* THE PROBLEM *
Select every line below containing the word "Category".

* SUPPLIED RECORDS *
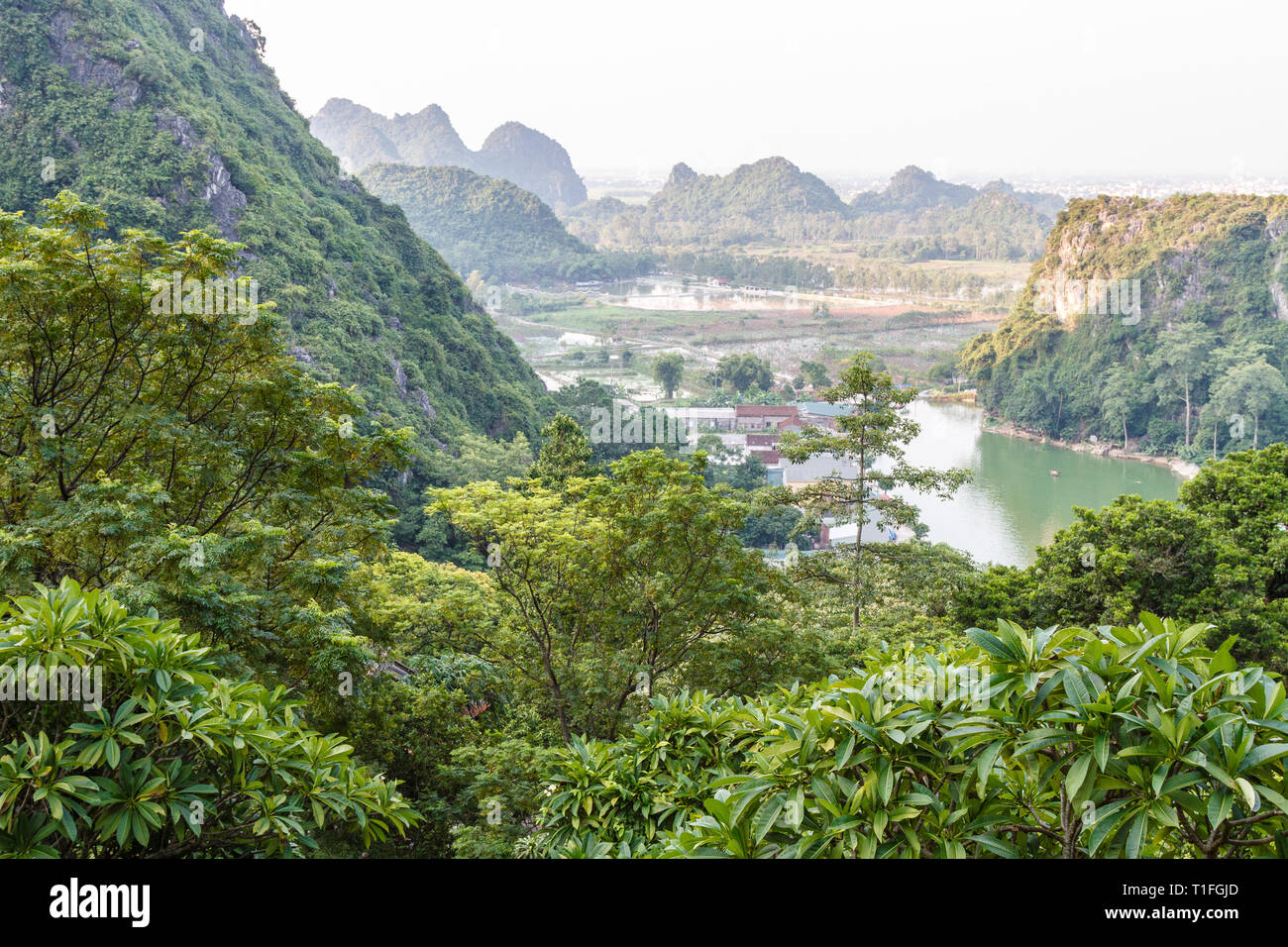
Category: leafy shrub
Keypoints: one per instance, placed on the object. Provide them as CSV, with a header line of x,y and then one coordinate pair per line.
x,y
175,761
---
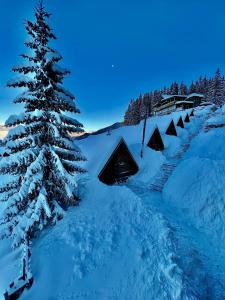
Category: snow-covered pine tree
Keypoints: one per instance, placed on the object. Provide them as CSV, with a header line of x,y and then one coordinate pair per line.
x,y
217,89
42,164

* RESPONSE TO THE TASK *
Category: leafy shrub
Category: snow-covered pine tree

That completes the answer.